- _Brief_:
Word for word, set down every line of the entries below from the line with "Target: chinese characters sign" to the line with "[[15, 203], [141, 212], [5, 207]]", including both, and no other line.

- _Information provided_:
◇ ◇ ◇ ◇
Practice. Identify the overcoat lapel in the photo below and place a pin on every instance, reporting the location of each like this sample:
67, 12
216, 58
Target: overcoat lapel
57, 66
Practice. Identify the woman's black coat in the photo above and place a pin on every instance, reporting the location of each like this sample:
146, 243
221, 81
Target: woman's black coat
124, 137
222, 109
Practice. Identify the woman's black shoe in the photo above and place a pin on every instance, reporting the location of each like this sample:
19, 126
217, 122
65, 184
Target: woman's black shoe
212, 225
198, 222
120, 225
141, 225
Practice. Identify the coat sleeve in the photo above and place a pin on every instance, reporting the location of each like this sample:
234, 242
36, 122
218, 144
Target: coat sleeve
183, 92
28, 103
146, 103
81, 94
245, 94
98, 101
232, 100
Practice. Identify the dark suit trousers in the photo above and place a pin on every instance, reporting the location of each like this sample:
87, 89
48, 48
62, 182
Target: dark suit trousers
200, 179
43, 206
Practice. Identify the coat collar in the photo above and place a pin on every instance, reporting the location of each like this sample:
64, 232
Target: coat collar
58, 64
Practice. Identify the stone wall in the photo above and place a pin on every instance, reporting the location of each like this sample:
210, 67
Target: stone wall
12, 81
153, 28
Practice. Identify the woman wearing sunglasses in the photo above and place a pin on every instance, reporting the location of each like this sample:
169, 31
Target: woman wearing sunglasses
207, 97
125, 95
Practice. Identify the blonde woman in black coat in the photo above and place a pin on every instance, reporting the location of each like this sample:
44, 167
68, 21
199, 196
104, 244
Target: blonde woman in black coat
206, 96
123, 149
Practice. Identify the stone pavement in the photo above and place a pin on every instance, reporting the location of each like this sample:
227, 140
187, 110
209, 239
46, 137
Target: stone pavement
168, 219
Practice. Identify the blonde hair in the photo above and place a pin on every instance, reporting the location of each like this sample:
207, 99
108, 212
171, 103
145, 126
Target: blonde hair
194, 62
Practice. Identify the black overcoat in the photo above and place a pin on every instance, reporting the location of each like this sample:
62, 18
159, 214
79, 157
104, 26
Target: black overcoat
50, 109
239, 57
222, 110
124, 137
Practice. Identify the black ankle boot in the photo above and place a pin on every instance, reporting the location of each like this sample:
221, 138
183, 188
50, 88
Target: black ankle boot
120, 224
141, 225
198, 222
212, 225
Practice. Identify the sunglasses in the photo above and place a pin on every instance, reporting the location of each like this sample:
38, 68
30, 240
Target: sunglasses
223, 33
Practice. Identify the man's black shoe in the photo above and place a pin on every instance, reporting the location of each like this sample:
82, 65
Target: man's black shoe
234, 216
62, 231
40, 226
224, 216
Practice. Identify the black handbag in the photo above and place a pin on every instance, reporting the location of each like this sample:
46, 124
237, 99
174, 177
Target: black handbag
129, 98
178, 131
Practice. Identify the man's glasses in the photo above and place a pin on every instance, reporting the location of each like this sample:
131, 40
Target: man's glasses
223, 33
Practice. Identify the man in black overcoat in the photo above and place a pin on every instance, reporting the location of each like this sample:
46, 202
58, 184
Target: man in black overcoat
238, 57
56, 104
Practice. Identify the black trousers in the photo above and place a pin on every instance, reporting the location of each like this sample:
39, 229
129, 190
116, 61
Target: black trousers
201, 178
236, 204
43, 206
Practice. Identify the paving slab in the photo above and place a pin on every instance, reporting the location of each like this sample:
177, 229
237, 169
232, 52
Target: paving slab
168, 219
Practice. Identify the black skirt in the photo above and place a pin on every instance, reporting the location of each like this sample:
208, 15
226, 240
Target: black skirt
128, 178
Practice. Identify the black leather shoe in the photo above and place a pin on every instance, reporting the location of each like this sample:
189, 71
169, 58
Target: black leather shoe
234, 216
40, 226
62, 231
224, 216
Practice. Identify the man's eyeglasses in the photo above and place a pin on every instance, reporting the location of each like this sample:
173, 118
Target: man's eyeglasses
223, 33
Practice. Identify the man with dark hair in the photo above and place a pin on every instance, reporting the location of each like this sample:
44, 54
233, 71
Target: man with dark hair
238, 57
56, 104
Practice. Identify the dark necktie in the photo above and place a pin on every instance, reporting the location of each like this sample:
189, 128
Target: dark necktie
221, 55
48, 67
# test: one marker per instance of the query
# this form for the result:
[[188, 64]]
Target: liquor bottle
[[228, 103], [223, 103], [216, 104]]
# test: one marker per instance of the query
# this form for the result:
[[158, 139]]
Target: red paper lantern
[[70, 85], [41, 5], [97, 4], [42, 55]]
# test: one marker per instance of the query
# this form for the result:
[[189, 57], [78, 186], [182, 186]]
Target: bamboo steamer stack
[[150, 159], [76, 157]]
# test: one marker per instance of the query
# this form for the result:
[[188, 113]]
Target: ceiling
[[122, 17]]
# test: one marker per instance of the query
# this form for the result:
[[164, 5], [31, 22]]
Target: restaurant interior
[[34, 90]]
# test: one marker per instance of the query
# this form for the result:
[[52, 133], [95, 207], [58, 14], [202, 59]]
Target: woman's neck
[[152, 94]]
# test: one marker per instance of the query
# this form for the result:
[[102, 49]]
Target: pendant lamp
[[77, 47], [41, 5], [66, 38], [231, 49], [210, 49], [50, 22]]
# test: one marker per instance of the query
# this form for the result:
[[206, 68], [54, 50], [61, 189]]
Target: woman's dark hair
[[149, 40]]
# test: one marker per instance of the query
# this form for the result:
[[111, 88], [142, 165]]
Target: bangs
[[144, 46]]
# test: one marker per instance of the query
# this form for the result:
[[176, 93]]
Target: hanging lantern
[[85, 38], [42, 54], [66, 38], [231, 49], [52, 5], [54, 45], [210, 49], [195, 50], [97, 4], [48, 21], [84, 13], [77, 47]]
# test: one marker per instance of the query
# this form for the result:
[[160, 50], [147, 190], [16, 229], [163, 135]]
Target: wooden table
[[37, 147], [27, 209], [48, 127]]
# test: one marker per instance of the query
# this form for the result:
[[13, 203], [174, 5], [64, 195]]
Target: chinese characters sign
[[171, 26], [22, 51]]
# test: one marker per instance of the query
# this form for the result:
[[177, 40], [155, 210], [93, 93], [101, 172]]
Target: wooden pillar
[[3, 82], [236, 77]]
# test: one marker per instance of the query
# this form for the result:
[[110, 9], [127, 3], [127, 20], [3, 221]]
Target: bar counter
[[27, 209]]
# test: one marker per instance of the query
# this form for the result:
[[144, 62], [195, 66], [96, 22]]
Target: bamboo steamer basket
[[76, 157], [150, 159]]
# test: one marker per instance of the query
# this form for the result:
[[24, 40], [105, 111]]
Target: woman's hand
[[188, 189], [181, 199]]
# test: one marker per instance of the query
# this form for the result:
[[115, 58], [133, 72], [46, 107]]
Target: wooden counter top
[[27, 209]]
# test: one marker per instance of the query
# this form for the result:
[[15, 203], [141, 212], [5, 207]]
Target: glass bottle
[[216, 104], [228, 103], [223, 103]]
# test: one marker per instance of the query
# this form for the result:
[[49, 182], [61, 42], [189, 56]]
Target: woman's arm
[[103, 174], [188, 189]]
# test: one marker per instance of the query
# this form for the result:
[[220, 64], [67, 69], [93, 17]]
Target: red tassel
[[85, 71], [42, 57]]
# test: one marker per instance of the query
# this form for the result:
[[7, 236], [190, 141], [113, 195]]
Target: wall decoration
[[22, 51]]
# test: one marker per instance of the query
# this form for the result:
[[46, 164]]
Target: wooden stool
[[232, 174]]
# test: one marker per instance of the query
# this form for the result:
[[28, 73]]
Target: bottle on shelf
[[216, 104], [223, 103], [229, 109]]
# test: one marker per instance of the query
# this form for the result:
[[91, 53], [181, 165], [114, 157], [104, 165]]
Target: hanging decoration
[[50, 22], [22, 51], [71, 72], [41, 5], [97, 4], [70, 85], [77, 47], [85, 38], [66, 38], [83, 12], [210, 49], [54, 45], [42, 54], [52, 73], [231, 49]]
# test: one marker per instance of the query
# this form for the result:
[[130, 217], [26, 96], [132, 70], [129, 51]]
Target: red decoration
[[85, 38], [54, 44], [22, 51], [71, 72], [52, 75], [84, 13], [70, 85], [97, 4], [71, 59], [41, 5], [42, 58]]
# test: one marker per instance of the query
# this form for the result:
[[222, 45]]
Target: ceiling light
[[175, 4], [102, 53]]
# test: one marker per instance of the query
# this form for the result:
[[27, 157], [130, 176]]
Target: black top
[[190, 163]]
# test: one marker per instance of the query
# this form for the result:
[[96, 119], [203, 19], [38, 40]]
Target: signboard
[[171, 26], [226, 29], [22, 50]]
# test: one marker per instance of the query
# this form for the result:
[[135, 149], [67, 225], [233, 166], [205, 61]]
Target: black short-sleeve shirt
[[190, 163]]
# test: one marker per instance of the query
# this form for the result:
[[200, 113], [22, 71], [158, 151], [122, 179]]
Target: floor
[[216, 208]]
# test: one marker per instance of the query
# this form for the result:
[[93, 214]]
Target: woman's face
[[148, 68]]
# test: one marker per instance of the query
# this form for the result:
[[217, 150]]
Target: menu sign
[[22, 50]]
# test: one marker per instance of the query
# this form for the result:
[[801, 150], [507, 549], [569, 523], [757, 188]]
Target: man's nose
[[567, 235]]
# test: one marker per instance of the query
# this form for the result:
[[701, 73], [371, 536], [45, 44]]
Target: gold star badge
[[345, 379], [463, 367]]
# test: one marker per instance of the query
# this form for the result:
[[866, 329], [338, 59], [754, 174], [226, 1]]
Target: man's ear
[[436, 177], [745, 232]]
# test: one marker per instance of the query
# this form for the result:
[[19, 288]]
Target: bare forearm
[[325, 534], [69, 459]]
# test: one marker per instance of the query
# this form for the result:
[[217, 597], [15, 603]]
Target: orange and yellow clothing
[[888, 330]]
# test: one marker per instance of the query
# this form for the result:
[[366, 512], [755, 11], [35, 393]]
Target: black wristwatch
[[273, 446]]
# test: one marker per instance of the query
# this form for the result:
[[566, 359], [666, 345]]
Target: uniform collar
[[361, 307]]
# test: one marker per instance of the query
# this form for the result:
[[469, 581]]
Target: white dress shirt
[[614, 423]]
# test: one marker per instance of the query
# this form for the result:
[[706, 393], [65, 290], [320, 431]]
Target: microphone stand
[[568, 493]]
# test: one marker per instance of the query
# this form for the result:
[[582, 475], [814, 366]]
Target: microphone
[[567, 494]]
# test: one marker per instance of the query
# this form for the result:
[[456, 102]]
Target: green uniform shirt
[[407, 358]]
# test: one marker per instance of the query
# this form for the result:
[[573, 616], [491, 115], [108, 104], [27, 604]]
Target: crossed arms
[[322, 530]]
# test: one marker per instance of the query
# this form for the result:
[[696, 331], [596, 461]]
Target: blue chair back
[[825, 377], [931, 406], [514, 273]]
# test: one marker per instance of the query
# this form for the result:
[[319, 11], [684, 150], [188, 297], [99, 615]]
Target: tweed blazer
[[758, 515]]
◇ ◇ ◇ ◇
- _Solution for this exercise_:
Target: chinese characters sign
[[171, 26], [22, 51]]
# test: one marker per instance of the query
# this form for the result:
[[177, 40], [155, 210], [93, 93], [101, 172]]
Target: wooden pillar
[[3, 82], [236, 77]]
# test: one marker per instance of the query
# this form for the result:
[[110, 9], [127, 3], [127, 20], [3, 221]]
Target: bar counter
[[27, 209]]
# test: one marker per instance of the query
# this form for the result:
[[144, 62], [195, 66], [96, 22]]
Target: bamboo steamer basket
[[76, 157], [150, 159]]
# test: one marker per instance of the query
# this form for the result:
[[24, 40], [105, 111]]
Target: woman's hand
[[188, 189], [181, 199]]
# test: one marker per instance of the query
# this form for the result:
[[115, 58], [133, 72], [46, 107]]
Target: wooden counter top
[[27, 209]]
# test: one marker per instance of the query
# this form for the result:
[[15, 203], [141, 212], [5, 207]]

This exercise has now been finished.